TASK REQUIREMENTS
1: Does each statement agree with the post about making D safer for a moving garbage collector? Answer yes or no for each, quoting the deciding words of the post: (a) Under the first idea, the compiler could forbid taking the address of a class field. (b) That address check would slow down run-time performance. (c) Pointer arithmetic would be permitted on fixed pointers.
2: Which lines of the records contain the string "hiking"? Extract every such line, treating case as significant.

-- start of TEXT TO READ --

So, here's one idea for making D more safe for moving GC.

a) Disallow overloading new and delete for classes, and make classes strictly for GC, perhaps with an exception for classes instantiated on the stack using scope.
b) Allow new and delete to work with structs, and allocate them on the malloc heap.  I would still want to be able to override new and delete for structs, specifically to be able to use nedmalloc.

Then the compiler could disallow taking the address of a class field, since we know the resulting pointer would pointer to the GC heap.  Note that this would be a compile-time check, and so would not degrade run-time performance.

Another idea would be to be able to pin GC objects.  C# allows this via the fixed keyword.  In D, it could work like this:

a) Preceding a pointer declaration with fixed would allow that pointer to take the address in the GC heap.
b) Pointer arithmetic would be disallowed for fixed pointers.
c) A fixed pointer will mark the corresponding GC object as "pinned" so that the GC knows not to move the object.
d) When the fixed pointer is changed or deallocated, it will unpin the object, and pin any new object that it refers to.

The fixed pointer will have to know whether or not it points to GC memory so that it doesn't pin non-GC objects.  Using the first idea, we can determine at compile time whether a pointer points to the heap or not.

-- end of TEXT TO READ --
-- start of GIVEN INFORMATION --

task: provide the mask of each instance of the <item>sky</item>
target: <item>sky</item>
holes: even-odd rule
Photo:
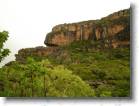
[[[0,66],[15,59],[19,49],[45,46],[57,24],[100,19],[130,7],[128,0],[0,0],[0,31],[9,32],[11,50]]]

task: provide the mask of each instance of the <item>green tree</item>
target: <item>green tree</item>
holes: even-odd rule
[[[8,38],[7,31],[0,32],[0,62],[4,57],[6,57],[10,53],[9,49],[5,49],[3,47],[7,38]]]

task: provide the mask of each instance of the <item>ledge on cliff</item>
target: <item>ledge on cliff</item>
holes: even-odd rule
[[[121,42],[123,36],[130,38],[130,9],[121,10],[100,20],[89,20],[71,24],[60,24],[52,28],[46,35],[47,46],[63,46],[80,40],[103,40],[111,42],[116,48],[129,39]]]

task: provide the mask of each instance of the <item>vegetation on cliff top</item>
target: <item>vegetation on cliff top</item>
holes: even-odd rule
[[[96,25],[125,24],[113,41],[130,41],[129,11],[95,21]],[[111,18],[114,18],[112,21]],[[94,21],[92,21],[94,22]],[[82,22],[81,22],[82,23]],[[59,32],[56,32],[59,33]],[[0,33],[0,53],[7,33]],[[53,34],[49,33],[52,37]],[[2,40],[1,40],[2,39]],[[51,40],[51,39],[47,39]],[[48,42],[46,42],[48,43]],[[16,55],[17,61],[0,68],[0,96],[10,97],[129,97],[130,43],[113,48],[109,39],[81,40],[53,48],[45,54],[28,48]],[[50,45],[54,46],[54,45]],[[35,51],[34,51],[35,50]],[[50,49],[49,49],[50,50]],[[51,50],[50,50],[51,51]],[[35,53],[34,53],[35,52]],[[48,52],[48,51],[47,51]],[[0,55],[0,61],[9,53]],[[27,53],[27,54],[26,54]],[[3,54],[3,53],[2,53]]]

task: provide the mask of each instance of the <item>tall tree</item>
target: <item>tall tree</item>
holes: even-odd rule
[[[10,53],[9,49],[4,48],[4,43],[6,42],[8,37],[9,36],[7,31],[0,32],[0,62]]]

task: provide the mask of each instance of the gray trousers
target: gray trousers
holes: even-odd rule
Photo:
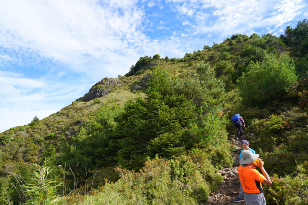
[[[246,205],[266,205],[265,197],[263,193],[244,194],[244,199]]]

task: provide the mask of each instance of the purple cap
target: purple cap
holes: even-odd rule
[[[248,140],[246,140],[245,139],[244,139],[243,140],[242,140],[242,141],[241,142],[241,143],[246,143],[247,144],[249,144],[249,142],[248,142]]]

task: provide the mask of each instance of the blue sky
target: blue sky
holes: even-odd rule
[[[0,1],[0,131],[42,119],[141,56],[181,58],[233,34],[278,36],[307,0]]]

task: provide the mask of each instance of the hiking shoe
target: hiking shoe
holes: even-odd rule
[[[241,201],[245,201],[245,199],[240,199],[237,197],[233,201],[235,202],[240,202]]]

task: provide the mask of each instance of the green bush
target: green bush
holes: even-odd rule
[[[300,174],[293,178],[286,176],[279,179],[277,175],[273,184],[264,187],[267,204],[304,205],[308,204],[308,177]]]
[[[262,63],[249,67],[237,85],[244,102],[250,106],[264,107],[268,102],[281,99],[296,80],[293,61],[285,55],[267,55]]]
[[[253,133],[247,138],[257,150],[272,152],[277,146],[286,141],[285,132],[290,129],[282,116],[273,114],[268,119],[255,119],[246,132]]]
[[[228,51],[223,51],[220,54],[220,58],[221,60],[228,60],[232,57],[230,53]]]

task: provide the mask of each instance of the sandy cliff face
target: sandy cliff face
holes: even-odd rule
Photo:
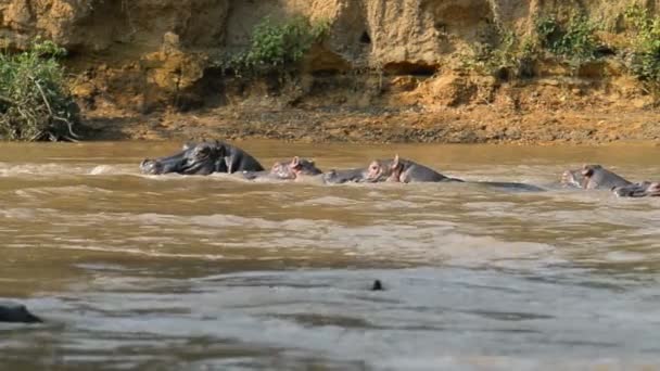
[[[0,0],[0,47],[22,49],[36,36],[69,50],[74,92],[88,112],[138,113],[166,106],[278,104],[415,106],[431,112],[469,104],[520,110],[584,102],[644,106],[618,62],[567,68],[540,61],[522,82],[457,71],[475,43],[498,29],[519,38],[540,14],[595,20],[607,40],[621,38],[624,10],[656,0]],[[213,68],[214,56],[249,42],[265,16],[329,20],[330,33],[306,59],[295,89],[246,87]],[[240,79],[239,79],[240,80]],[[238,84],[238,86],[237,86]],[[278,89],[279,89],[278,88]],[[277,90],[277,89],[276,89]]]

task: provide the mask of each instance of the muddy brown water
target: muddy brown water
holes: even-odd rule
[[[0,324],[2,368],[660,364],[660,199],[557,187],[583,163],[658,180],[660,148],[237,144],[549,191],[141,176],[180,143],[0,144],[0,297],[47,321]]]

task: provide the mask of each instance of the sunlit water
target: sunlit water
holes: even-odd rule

-- end of GIVEN INFORMATION --

SOLUTIONS
1:
(a) Yes: "the compiler could disallow taking the address of a class field"
(b) No: "this would be a compile-time check, and so would not degrade run-time performance"
(c) No: "Pointer arithmetic would be disallowed for fixed pointers."

2:
task: provide the mask of each instance of the hiking shoe
target: hiking shoe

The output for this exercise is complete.